### WHAT THIS TASK INVOLVES
Render the lines below as a JSON list of strings, one string per line, leaving out any blank lines.

══════════

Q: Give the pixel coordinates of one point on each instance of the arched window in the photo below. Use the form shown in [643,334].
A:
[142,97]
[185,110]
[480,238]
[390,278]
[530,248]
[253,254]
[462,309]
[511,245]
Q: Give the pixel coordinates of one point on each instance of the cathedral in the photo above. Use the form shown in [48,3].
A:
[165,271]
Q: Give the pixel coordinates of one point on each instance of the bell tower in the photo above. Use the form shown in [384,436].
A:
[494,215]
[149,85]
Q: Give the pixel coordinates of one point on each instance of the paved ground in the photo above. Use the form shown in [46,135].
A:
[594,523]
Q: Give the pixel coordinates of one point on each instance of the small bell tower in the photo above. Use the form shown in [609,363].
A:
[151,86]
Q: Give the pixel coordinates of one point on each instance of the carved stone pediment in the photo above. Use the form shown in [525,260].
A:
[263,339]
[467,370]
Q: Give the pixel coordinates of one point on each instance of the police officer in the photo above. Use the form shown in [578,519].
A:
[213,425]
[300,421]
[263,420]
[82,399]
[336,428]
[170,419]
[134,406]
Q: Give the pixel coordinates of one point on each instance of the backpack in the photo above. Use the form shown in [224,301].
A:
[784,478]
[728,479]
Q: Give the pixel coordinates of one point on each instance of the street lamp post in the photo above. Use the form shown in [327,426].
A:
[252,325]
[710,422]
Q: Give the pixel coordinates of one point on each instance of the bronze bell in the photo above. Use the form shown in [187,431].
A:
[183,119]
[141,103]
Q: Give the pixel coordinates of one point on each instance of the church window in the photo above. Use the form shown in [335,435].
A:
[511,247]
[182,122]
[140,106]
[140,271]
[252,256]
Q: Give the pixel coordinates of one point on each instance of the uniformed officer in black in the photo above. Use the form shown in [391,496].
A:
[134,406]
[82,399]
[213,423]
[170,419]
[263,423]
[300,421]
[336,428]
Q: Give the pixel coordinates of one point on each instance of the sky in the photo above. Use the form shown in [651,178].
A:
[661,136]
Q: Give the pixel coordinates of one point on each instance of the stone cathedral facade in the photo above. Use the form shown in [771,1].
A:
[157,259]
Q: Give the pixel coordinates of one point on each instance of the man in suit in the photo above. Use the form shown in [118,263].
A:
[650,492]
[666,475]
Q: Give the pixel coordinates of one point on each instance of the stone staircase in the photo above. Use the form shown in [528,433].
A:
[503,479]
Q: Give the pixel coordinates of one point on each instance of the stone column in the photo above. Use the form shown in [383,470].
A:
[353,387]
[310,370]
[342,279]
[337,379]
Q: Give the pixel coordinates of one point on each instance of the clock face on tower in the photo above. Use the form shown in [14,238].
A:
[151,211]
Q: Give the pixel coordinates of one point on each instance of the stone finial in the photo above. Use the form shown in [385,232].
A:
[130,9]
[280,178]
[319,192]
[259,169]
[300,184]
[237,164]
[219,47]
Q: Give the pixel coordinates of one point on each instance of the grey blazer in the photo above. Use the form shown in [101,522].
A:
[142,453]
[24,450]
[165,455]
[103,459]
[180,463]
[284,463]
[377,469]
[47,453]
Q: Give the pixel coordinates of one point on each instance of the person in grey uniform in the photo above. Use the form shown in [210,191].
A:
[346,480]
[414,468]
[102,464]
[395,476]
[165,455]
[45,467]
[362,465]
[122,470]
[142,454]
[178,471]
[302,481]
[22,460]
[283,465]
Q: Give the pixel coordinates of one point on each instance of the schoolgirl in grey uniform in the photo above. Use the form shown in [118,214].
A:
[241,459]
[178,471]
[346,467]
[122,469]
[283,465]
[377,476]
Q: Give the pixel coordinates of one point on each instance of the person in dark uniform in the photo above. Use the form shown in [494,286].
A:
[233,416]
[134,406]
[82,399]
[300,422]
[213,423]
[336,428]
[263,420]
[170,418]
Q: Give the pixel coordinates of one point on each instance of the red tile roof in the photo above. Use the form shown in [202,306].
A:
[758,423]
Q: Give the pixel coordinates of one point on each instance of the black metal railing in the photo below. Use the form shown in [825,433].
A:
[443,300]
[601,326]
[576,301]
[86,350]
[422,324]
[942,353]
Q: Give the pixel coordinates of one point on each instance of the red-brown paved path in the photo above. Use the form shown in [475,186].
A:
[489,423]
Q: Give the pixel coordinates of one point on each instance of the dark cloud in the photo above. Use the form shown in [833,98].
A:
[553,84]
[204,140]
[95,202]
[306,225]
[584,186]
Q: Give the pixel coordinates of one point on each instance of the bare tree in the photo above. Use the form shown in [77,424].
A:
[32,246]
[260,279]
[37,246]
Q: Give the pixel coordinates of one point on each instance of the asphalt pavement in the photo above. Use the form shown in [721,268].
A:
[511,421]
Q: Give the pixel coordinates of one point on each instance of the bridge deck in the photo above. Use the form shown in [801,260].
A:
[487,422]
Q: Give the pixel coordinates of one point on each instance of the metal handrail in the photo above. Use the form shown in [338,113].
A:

══════════

### REPLY
[
  "Q: Give the pixel coordinates of one point on each instance of the arched window in the photo below. Use the form shown in [643,334].",
  "A:",
  "[142,97]",
  "[185,110]",
  "[480,238]",
  "[390,278]",
  "[530,248]",
  "[253,254]",
  "[462,309]",
  "[511,245]",
  "Q: Give the pixel coordinates of one point on each instance of the cathedral in the photo above. Use the form shown in [48,3].",
  "A:",
  "[165,271]",
  "Q: Give the pixel coordinates of one point on each instance of the bell tower in the photo above. Use the form shown in [384,436].",
  "A:",
  "[494,215]",
  "[149,85]",
  "Q: Give the pixel coordinates of one point on each instance of the paved ground in the photo above. Use the form shown in [46,135].",
  "A:",
  "[594,523]",
  "Q: Give the pixel coordinates of one point on each instance of the small bell tower in the photo above. Use the form shown in [609,363].",
  "A:",
  "[151,86]",
  "Q: Give the pixel coordinates of one point on each instance of the carved stone pediment in the photo above. Use the form shown in [525,260].",
  "A:",
  "[263,339]",
  "[467,370]",
  "Q: Give the pixel coordinates of one point on each instance of the police officer in the photo above. Use the form shown in [578,519].",
  "A:",
  "[213,425]",
  "[300,421]",
  "[263,420]",
  "[82,399]",
  "[336,428]",
  "[170,419]",
  "[134,406]",
  "Q: Give the pixel coordinates of one point on each instance of the backpack in the photo above. Use the form shown in [224,301].",
  "A:",
  "[784,478]",
  "[728,479]",
  "Q: Give the pixel coordinates of one point on each instance of the street lamp post in the photo above. Use the form shown in [327,426].",
  "A:",
  "[252,325]",
  "[710,422]",
  "Q: Give the pixel coordinates of one point on each instance of the bronze bell in the photo above. Use the form shown in [187,431].",
  "A:",
  "[183,119]",
  "[141,103]",
  "Q: Give the pixel coordinates of one point on each instance of the church window in the photo above. Use the form shown in [335,435].",
  "A:",
  "[511,247]",
  "[182,122]",
  "[140,106]",
  "[140,271]",
  "[252,256]",
  "Q: Give the pixel coordinates of one point on each instance of the uniformed officer in black in the photo above. Use the form shown in [391,496].",
  "A:",
  "[134,406]",
  "[82,399]",
  "[213,423]",
  "[170,419]",
  "[263,423]",
  "[300,421]",
  "[336,428]",
  "Q: Give the pixel coordinates of one point on each instance of the sky in the photo above. Use the form shown in [651,178].",
  "A:",
  "[661,136]",
  "Q: Give the pixel coordinates of one point on each instance of the stone cathedral facade in the photo above. Use the form shown in [771,1].",
  "A:",
  "[157,259]",
  "Q: Give the pixel coordinates of one point on each instance of the man in suit in the photo above. Use the form shown in [118,263].",
  "A:",
  "[650,492]",
  "[666,475]",
  "Q: Give the pixel coordinates of one point on each instance of the stone staircase in the photo above. Use the form shown in [528,433].",
  "A:",
  "[503,479]",
  "Q: Give the pixel coordinates of one point on each instance of the stone column in the photo above. Use the form shown in [383,470].",
  "A:",
  "[353,387]",
  "[310,370]",
  "[342,279]",
  "[337,379]",
  "Q: Give the pixel coordinates of one point on each instance of the clock face on tower in the photo above. Use the form shown in [14,238].",
  "A:",
  "[151,211]",
  "Q: Give the pixel coordinates of one point on each instance of the stone finial in the photo above. Use the form shown in [385,232].",
  "A:",
  "[130,9]",
  "[280,178]",
  "[319,192]",
  "[259,169]",
  "[300,184]",
  "[237,164]",
  "[219,47]",
  "Q: Give the pixel coordinates of one point on each instance of the grey blazer in the photo above. Use the form shown in [101,522].",
  "A:",
  "[142,453]",
  "[24,450]",
  "[165,455]",
  "[103,459]",
  "[180,463]",
  "[284,463]",
  "[377,469]",
  "[47,453]",
  "Q: Give the pixel coordinates of one point on each instance of the person in grey uniform in the photo above. Use the form shown in [210,191].",
  "A:",
  "[346,480]",
  "[414,468]",
  "[102,464]",
  "[395,476]",
  "[165,455]",
  "[45,467]",
  "[362,465]",
  "[122,470]",
  "[142,454]",
  "[178,471]",
  "[302,481]",
  "[22,460]",
  "[283,465]",
  "Q: Give the pixel coordinates of one point on each instance of the schoolgirl in grey uniform in the photo above. Use the form shown in [118,214].",
  "A:",
  "[241,459]",
  "[178,471]",
  "[346,467]",
  "[122,469]",
  "[283,465]",
  "[377,476]",
  "Q: Give the pixel coordinates of one point on each instance of the person in dark uniform in the photo above. Use the form shown in [494,286].",
  "A:",
  "[233,416]",
  "[134,406]",
  "[82,399]",
  "[300,422]",
  "[213,423]",
  "[336,428]",
  "[263,420]",
  "[170,418]",
  "Q: Give the pixel coordinates of one point on each instance of the red tile roof in the photo above. Use the form shown in [202,306].",
  "A:",
  "[758,423]",
  "Q: Give the pixel coordinates of one point on each instance of the black metal railing in the photo below. Use the form shown in [825,433].",
  "A:",
  "[443,300]",
  "[601,326]",
  "[576,301]",
  "[86,350]",
  "[422,324]",
  "[942,353]",
  "Q: Give the pixel coordinates of one point on each instance of the red-brown paved path in the photo above. Use the form shown in [475,186].",
  "A:",
  "[489,423]",
  "Q: Give the pixel coordinates of one point on each instance of the dark cloud in the photo above. Use the form shown in [833,98].",
  "A:",
  "[553,84]",
  "[204,140]",
  "[95,202]",
  "[306,225]",
  "[584,186]",
  "Q: Give the pixel coordinates of one point on each instance of the bare tree in the photo above. Use the form shown in [77,424].",
  "A:",
  "[32,246]",
  "[260,279]",
  "[37,246]",
  "Q: Give the pixel coordinates of one point on each instance of the asphalt pavement in the photo above. Use the form shown in [721,268].",
  "A:",
  "[511,421]",
  "Q: Give the pixel coordinates of one point on each instance of the bridge deck in the photo above. Use the form shown in [801,260].",
  "A:",
  "[487,422]",
  "Q: Give the pixel coordinates of one point on each instance of the metal handrail in the photo above. Use the form shown in [338,113].",
  "A:"
]